[What you should do] Please list every country that the press excerpt below names outright as a noun. Leave out adjectives such as "Spanish" and abbreviations in parentheses.

[Source passage]
>>>>
Spain acting against its own interests

The fact that Spain has adopted strict quarantine regulations for travellers while Europe is already working on reopening its borders annoys ABC:

“The EU Commission recommended that member states open their borders under safe conditions. And it did so just 24 hours after the Spanish government introduced a two-week quarantine for every tourist arriving in Spain. At the same time, the Sánchez government doesn't appear to have any plan for the recovery of tourism even though the sector accounts for 12 percent of our wealth and last year we received 90 million visitors from abroad. ... What Spain is offering its foreign visitors upon their arrival is two weeks in their hotel, apartment or holiday home, which they can only leave to go shopping or to the pharmacy. What tourist is going to book a trip to Spain under these conditions?”

Postimees (EE) /

For a Baltic Schengen area

The borders between the Baltic States reopened today and commuting between Estonia and Finland resumed on Thursday. Postimees would like to see more cooperation when borders are closed in the future:

“Strong and uniform control on the EU's external border reduces the need to block internal borders. ... In the future we should consider the possibility of coordinating the sealing of the Baltic external border, provided none of us is the source of the danger. If borders are sealed again in the case of futher outbreaks, the Baltic Schengen Area should be maintained as long as possible. That way we won't have to waste resources on controlling each other's lorry drivers or introducing special regulations for Latvian workers.”
<<<<
[Recorded information]
>>>>
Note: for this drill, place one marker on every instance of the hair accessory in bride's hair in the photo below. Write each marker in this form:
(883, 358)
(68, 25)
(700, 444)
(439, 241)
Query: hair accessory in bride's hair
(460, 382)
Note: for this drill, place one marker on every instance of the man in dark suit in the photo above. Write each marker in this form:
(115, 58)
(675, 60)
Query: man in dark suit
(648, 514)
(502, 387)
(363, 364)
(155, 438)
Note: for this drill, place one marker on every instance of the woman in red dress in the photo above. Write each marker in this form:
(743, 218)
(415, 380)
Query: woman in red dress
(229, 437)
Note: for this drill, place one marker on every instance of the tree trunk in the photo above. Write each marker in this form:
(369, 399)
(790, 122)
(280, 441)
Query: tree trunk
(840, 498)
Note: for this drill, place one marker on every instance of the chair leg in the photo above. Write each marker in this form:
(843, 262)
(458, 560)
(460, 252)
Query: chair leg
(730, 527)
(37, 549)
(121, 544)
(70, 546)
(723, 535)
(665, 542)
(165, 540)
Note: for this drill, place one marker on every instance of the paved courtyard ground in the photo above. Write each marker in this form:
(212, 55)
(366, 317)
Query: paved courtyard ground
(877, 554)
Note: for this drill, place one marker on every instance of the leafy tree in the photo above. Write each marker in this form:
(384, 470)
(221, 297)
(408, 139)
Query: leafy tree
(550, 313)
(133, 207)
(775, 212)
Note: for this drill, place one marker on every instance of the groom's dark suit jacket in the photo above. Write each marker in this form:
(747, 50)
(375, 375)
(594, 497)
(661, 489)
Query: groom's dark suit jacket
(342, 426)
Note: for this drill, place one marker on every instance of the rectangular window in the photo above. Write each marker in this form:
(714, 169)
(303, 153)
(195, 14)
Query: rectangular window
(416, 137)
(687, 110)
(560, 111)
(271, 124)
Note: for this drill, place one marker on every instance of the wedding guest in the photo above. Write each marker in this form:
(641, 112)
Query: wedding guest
<<<<
[Task response] Spain, Estonia, Finland